** start of Entries **

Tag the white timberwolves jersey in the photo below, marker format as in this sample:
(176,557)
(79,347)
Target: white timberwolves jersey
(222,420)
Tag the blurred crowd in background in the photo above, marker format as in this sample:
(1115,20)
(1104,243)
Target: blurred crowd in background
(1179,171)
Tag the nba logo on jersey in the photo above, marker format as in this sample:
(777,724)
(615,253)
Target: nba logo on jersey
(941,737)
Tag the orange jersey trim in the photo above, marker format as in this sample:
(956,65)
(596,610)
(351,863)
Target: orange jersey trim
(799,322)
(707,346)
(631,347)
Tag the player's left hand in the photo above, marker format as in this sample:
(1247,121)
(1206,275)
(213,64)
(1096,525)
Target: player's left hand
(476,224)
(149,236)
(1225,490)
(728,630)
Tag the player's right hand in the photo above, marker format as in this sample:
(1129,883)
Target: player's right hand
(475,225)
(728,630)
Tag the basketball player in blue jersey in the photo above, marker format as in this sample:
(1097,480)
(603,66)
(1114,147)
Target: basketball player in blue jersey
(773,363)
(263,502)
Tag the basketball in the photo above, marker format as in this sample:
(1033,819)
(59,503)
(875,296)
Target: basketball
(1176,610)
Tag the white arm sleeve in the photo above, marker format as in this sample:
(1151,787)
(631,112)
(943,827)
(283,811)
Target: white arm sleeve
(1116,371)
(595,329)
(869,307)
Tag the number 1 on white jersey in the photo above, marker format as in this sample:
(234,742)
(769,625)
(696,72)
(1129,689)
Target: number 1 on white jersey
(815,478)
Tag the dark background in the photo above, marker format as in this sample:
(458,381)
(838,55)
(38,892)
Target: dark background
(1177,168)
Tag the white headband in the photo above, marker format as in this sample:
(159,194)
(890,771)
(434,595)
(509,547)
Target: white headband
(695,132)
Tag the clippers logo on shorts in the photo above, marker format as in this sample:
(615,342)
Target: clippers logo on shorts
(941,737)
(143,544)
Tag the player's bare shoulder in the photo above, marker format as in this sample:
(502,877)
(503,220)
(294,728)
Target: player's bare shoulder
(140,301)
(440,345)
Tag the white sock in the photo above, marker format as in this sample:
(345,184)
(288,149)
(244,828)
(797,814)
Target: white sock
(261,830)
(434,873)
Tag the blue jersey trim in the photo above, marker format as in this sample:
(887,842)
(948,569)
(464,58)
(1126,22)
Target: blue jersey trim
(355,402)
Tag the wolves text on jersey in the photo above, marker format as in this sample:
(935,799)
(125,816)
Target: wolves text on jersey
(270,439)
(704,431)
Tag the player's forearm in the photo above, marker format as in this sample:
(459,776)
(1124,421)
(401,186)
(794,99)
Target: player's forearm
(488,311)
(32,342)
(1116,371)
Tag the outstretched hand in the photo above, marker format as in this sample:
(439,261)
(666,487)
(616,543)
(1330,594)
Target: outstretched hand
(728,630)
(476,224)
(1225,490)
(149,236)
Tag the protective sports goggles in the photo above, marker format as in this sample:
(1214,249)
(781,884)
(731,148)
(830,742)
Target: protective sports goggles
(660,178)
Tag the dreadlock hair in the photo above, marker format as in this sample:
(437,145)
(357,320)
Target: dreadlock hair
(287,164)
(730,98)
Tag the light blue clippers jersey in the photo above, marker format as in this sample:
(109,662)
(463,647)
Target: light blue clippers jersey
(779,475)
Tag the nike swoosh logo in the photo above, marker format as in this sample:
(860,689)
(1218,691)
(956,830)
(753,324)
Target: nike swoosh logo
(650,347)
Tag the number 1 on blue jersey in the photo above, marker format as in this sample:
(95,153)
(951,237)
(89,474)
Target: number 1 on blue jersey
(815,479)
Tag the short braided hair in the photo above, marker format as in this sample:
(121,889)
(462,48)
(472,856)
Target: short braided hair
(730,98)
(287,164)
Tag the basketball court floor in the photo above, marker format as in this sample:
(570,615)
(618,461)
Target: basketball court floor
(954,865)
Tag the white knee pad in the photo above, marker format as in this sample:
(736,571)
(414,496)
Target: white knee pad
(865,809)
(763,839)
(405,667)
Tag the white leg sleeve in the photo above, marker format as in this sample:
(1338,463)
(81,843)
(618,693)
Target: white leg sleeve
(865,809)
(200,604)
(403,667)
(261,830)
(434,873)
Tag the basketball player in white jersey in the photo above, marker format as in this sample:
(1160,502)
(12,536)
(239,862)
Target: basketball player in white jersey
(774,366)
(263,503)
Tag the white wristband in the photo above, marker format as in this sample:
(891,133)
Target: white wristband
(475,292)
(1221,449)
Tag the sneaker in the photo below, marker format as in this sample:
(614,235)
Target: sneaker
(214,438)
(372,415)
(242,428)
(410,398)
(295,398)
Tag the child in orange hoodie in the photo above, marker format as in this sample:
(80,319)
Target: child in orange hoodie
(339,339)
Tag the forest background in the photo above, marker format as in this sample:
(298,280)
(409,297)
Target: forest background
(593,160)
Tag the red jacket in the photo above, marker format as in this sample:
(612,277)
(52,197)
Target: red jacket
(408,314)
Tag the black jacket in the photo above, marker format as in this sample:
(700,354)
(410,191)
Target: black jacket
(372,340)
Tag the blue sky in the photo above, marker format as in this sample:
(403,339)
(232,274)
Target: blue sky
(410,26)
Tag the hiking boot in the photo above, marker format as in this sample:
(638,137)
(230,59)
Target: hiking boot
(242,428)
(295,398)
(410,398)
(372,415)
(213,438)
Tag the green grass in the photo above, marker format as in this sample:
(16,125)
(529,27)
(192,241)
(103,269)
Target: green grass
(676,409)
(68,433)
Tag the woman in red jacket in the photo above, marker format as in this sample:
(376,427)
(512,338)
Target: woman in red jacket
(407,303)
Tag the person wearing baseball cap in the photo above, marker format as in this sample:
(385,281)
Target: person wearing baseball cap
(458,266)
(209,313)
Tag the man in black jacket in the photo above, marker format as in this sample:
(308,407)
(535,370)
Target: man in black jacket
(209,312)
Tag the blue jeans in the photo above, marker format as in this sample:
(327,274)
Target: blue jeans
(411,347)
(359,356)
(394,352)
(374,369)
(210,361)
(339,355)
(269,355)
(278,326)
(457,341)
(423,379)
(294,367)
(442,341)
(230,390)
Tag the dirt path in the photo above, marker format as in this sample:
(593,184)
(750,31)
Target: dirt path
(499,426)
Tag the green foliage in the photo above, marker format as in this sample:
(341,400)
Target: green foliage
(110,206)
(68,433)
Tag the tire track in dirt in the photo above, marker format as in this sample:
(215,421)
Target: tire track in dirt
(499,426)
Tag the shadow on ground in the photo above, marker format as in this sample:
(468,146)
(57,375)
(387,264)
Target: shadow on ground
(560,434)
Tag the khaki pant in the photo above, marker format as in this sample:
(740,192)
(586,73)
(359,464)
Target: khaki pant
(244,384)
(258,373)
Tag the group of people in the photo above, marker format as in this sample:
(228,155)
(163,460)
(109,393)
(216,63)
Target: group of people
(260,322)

** end of Entries **

Copy the material above word for word, from the line containing "Tag the tire" through the end.

Tag the tire track in dirt in the photo above, marker format as in this sample:
(215,421)
Target: tire track in dirt
(499,426)
Tag the shadow on ground in the photo above, marker format as in this sample:
(468,146)
(57,375)
(387,264)
Target: shadow on ground
(560,434)
Tag the khaki pant in the photo above, marker format as in this sample:
(740,192)
(586,73)
(359,464)
Target: khaki pant
(244,384)
(258,373)
Tag the group of people in the photo above, marker format as in this sample:
(228,155)
(163,460)
(109,393)
(216,63)
Target: group of people
(260,322)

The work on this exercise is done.